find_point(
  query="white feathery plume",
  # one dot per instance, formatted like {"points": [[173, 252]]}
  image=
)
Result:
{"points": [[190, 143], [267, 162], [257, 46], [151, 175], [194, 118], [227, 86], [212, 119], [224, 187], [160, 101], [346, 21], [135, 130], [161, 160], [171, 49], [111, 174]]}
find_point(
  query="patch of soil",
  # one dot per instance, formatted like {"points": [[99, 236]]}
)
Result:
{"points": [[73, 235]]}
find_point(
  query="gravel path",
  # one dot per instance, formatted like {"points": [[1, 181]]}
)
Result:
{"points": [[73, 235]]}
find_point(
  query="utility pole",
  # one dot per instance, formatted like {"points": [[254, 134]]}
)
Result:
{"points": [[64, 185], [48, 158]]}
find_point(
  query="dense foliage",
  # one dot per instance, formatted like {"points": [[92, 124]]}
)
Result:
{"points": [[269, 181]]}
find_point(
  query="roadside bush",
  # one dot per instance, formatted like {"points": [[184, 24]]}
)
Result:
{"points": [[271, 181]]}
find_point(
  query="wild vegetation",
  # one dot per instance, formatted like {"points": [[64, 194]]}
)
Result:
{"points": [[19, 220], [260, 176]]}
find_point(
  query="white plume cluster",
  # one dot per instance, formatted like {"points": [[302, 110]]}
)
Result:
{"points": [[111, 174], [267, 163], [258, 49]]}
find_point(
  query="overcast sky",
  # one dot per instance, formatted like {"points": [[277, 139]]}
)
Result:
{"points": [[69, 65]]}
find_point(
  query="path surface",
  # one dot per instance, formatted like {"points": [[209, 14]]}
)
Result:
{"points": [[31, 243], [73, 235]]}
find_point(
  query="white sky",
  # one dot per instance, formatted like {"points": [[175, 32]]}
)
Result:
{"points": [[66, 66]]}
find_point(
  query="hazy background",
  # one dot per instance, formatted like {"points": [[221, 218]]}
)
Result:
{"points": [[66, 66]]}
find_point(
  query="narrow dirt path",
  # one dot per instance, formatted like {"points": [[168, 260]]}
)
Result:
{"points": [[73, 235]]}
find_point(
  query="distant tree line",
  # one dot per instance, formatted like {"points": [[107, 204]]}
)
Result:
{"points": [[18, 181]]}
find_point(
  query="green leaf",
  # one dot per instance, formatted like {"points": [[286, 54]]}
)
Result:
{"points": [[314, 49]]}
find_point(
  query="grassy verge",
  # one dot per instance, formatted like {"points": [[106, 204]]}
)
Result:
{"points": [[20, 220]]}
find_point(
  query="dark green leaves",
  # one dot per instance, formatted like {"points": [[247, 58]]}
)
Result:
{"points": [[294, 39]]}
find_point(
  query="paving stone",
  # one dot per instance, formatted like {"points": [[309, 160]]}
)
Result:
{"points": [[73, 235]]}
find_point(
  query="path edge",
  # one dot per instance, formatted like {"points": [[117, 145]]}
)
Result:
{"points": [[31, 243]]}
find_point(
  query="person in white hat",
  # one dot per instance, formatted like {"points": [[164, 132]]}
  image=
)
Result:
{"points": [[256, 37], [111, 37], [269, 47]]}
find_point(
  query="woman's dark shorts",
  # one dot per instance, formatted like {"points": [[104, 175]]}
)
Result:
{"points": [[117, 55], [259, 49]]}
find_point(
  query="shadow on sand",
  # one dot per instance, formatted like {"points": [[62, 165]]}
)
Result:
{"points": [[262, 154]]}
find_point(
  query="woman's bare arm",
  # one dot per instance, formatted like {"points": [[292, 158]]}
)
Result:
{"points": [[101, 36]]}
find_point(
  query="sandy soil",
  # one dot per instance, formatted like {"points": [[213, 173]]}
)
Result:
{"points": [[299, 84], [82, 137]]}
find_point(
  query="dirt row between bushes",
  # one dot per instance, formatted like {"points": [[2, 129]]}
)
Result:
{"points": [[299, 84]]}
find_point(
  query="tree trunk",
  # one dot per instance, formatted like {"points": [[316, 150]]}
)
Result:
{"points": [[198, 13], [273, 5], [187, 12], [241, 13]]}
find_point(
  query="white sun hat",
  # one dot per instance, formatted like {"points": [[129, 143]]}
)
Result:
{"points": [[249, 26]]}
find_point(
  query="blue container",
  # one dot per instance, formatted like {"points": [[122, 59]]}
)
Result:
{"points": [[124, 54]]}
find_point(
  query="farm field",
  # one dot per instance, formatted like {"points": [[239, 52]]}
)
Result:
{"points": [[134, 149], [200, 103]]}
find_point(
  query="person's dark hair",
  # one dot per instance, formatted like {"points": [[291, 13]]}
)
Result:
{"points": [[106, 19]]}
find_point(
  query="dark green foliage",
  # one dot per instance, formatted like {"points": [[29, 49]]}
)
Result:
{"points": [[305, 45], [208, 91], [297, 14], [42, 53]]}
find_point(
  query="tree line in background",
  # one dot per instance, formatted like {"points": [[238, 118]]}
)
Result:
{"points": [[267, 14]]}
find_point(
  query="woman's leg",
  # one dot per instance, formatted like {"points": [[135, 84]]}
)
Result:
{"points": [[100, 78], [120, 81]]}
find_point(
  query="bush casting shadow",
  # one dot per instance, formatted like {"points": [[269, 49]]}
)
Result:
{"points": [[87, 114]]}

* * *

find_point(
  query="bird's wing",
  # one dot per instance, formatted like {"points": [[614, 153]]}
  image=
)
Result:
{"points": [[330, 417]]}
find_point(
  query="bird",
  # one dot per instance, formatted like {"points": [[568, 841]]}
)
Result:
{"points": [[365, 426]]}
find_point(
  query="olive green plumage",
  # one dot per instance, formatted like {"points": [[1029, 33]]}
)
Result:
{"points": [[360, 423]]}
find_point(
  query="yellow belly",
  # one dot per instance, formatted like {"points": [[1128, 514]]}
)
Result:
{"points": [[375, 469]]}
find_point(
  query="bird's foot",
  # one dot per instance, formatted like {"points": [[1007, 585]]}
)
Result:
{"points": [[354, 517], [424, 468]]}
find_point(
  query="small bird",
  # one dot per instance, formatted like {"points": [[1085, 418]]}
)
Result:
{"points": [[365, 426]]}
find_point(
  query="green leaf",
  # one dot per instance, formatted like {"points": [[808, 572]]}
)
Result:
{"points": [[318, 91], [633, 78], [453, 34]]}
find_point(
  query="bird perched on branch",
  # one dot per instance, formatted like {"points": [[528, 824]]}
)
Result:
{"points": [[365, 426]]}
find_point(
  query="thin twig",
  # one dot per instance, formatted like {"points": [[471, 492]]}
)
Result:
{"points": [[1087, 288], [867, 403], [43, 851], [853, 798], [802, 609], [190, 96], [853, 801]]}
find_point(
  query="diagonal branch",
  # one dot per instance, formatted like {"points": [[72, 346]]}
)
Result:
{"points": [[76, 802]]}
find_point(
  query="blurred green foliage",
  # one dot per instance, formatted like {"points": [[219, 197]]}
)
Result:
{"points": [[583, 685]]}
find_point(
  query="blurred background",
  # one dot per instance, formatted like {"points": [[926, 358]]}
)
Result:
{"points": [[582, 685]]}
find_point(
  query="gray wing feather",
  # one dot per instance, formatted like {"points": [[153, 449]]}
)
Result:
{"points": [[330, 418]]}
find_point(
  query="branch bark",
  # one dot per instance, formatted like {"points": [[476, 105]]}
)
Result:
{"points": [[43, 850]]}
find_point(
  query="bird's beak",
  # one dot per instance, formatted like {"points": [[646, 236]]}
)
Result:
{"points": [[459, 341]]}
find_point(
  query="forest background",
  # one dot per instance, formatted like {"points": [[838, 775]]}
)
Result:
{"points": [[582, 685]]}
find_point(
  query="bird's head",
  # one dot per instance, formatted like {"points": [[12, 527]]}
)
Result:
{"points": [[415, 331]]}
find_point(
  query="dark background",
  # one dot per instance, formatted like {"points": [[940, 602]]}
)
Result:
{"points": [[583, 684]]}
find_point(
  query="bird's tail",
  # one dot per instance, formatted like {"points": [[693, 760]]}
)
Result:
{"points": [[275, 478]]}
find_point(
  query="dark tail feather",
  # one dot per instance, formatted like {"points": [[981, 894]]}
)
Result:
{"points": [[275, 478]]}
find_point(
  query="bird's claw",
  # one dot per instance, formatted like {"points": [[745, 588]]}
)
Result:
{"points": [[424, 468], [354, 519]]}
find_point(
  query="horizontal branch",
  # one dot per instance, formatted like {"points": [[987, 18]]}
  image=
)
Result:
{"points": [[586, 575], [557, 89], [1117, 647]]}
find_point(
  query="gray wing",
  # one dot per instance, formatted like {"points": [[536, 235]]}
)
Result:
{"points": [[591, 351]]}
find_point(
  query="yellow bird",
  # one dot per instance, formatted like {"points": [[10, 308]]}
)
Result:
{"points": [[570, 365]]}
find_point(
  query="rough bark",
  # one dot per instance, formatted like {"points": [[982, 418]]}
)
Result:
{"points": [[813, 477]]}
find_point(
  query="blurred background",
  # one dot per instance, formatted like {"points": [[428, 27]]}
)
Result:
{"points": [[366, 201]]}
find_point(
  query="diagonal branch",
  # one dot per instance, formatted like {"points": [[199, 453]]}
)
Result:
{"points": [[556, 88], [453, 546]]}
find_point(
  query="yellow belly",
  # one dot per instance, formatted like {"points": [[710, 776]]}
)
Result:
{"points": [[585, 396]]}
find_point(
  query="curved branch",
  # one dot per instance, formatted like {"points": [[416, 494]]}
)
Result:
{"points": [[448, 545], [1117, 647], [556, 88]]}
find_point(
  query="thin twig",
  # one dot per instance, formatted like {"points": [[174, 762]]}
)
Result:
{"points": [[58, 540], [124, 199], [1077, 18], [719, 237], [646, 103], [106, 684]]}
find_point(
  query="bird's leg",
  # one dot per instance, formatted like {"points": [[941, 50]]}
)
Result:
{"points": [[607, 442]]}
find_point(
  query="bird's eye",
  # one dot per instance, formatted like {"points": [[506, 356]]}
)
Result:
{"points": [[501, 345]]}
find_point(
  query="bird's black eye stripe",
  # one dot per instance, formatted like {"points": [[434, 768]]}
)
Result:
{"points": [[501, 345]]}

---

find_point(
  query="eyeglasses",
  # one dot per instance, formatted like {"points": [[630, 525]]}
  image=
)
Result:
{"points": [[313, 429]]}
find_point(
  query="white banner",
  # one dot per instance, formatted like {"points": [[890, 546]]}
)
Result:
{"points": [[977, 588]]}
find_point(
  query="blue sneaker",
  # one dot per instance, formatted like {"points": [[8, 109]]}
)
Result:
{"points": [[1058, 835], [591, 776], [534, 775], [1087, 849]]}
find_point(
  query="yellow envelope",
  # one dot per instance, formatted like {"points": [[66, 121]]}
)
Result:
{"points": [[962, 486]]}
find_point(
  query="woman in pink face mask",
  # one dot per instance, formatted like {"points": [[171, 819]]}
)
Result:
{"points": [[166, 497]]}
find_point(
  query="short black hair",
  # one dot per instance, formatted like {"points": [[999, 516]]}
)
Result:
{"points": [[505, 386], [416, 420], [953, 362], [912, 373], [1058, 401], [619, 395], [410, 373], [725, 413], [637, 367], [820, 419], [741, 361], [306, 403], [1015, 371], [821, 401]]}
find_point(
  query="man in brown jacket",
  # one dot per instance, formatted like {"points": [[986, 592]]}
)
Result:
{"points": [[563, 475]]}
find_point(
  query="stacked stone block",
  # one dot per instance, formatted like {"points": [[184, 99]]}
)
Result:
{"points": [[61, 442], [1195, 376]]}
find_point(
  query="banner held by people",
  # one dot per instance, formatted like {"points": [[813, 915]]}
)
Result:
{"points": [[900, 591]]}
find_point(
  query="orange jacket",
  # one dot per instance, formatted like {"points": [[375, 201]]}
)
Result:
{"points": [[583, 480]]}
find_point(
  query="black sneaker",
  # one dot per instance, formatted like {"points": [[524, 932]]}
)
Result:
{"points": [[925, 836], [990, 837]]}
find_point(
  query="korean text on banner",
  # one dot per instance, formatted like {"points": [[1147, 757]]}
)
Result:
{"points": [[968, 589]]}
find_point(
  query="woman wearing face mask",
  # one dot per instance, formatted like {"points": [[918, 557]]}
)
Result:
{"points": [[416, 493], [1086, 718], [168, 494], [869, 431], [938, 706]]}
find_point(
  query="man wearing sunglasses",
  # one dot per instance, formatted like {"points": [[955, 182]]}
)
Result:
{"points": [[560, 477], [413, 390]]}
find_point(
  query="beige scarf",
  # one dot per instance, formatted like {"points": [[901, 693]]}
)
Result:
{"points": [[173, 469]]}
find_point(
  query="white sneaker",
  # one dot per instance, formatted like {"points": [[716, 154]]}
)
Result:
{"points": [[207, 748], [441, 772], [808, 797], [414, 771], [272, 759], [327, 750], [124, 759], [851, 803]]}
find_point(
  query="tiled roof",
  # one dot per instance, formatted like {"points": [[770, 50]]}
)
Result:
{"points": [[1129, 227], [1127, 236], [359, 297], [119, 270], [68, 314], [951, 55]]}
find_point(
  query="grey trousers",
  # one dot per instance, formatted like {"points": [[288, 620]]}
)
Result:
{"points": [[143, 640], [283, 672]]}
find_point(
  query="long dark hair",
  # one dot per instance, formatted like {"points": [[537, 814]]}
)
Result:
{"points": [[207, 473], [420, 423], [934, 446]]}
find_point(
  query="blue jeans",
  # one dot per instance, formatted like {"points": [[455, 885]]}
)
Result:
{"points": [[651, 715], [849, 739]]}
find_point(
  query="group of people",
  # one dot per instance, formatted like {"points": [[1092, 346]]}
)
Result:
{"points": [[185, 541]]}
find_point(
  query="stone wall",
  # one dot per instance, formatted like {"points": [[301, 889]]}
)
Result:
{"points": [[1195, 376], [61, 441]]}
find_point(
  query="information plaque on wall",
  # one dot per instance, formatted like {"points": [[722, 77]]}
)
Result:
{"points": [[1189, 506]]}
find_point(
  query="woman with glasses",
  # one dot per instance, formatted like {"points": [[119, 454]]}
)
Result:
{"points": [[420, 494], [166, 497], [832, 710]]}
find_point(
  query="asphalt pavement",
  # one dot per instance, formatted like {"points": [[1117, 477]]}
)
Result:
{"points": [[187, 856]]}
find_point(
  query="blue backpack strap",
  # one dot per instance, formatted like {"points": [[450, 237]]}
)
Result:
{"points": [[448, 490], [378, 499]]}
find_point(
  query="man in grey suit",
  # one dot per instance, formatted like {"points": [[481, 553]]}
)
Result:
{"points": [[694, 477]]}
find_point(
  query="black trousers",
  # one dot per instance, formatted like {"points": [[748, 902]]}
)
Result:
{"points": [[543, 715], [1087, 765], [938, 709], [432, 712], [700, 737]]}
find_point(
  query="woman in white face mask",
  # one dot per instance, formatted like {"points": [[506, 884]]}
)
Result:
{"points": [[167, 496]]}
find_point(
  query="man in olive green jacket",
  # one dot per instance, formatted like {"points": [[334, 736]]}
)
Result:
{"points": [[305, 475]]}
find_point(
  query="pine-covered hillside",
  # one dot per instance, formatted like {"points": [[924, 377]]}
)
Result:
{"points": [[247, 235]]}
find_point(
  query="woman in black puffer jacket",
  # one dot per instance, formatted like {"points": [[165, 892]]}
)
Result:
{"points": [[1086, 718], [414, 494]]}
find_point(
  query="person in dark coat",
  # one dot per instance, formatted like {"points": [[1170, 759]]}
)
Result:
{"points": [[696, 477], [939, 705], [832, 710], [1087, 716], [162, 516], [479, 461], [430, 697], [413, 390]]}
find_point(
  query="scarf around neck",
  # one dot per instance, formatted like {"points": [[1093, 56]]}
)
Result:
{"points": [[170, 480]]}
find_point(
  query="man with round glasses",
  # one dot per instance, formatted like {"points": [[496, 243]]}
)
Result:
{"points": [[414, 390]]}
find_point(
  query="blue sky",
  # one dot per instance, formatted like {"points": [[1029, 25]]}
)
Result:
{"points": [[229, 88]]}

- **INSTRUCTION**: Please return every line in the rows above that contains the word "olive".

- **RESULT**:
  query="olive green plumage",
  query="man in olive green jacket",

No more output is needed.